* **Exercise aim**
Produce the records again in full, exactly as shown below.

Dataset entries
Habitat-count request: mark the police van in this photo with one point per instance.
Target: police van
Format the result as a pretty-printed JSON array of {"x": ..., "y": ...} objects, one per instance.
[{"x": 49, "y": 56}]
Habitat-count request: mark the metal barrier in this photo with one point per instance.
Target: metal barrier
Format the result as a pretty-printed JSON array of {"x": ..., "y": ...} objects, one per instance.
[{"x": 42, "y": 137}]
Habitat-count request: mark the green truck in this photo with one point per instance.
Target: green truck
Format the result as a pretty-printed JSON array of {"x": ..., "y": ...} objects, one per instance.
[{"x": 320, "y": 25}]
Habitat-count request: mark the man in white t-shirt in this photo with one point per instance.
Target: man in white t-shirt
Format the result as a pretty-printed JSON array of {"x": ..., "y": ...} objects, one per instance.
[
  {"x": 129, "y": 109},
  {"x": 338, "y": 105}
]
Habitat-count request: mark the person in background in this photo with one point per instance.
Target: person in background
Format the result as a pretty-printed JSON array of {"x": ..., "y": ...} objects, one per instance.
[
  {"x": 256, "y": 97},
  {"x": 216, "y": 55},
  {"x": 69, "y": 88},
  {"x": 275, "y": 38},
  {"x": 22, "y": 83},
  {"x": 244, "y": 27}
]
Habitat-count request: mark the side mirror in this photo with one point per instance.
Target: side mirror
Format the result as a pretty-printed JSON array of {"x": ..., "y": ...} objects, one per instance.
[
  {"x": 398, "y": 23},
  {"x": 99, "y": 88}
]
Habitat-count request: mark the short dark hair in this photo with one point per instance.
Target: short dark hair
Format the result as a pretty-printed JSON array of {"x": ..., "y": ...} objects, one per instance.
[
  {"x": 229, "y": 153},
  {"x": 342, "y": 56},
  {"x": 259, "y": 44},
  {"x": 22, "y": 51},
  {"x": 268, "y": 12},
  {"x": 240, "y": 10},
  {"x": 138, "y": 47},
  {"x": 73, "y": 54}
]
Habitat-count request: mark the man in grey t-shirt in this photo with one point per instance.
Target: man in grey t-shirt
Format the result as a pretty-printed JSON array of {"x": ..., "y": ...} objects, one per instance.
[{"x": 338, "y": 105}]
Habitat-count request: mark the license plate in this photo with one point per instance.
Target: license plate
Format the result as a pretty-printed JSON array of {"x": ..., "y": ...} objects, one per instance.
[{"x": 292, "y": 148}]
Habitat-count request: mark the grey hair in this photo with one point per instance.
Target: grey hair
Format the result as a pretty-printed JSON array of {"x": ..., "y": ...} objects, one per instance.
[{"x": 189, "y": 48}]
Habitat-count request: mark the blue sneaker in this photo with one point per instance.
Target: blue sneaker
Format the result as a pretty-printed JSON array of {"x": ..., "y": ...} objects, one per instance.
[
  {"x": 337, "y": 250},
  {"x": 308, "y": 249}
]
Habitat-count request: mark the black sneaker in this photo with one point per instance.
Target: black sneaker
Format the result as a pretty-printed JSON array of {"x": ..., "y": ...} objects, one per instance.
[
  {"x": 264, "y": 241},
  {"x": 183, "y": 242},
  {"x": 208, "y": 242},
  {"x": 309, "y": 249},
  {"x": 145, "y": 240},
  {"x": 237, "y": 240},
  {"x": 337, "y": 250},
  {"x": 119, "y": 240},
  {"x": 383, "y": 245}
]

* **Response**
Habitat-count request: mark the police van in this photo with one point per instance.
Target: police van
Format the result as a pretty-printed JSON array of {"x": ..., "y": ...} objects, one per instance.
[{"x": 49, "y": 56}]
Habitat-count request: mark the metal barrier in this photo with one point per instance.
Target: metal barrier
Format the result as a pretty-printed JSON array of {"x": ..., "y": ...} objects, one per instance.
[{"x": 42, "y": 137}]
Habitat-count request: mark the green truck in this photo with one point per instance.
Target: green truck
Format the result as a pretty-printed JSON array of {"x": ..., "y": ...} objects, one per instance.
[{"x": 320, "y": 25}]
Habitat-count request: mark the man in white t-shirt in this photo with one point per instance.
Target: man in white t-shirt
Format the result as a pretty-printed JSON array of {"x": ..., "y": ...} objects, one per instance.
[
  {"x": 129, "y": 109},
  {"x": 338, "y": 105}
]
Habitat-count request: mark the person in background in this photo with one point per instance.
Target: person in background
Format the result as a pretty-printed JSON array of {"x": ..., "y": ...} objects, one per instance.
[
  {"x": 256, "y": 97},
  {"x": 216, "y": 55},
  {"x": 69, "y": 88},
  {"x": 275, "y": 38},
  {"x": 22, "y": 83},
  {"x": 244, "y": 27}
]
Habitat-count request: mark the side mirror in this photo with one point per instance.
Target: side mirror
Format the result as a pretty-printed JSON array of {"x": ..., "y": ...} objects, one per instance.
[
  {"x": 398, "y": 23},
  {"x": 99, "y": 88}
]
Habitat-count request: mark the short dark hair in this photo with one point per instance.
Target: short dark hair
Format the result as a pretty-printed JSON array of {"x": ..., "y": ...} objects, one per instance.
[
  {"x": 229, "y": 153},
  {"x": 342, "y": 56},
  {"x": 259, "y": 44},
  {"x": 22, "y": 51},
  {"x": 268, "y": 12},
  {"x": 240, "y": 10},
  {"x": 138, "y": 47},
  {"x": 73, "y": 54}
]
Habitat-count request: mark the man in grey t-shirt in this photo with one point per instance.
Target: man in grey t-shirt
Format the result as a pretty-printed JSON array of {"x": ..., "y": ...} objects, one per instance.
[{"x": 338, "y": 105}]
Habitat-count request: mark the license plate in this photo with one point per instance.
Target: license plate
Format the result as a pretty-printed JSON array of {"x": ..., "y": ...} objects, one per instance.
[{"x": 292, "y": 148}]
Habitat-count request: mark the grey hair in this photo with one point per instance.
Target: grey hair
Format the result as a pretty-printed JSON array of {"x": ..., "y": ...} objects, one per instance.
[{"x": 189, "y": 48}]
Habitat-count request: mark the blue sneaker in this photo with one point per instance.
Target: blue sneaker
Format the result as a pretty-printed JSON array of {"x": ..., "y": ...} objects, one per instance.
[
  {"x": 337, "y": 250},
  {"x": 308, "y": 249}
]
Habitat-count request: mark the black sneaker in this photo with one point per instance.
Target: black sneaker
Format the result as a pretty-printed JSON array of {"x": ..., "y": ...} objects, one per instance.
[
  {"x": 264, "y": 241},
  {"x": 183, "y": 242},
  {"x": 208, "y": 242},
  {"x": 309, "y": 249},
  {"x": 145, "y": 240},
  {"x": 237, "y": 240},
  {"x": 337, "y": 250},
  {"x": 119, "y": 240},
  {"x": 383, "y": 245}
]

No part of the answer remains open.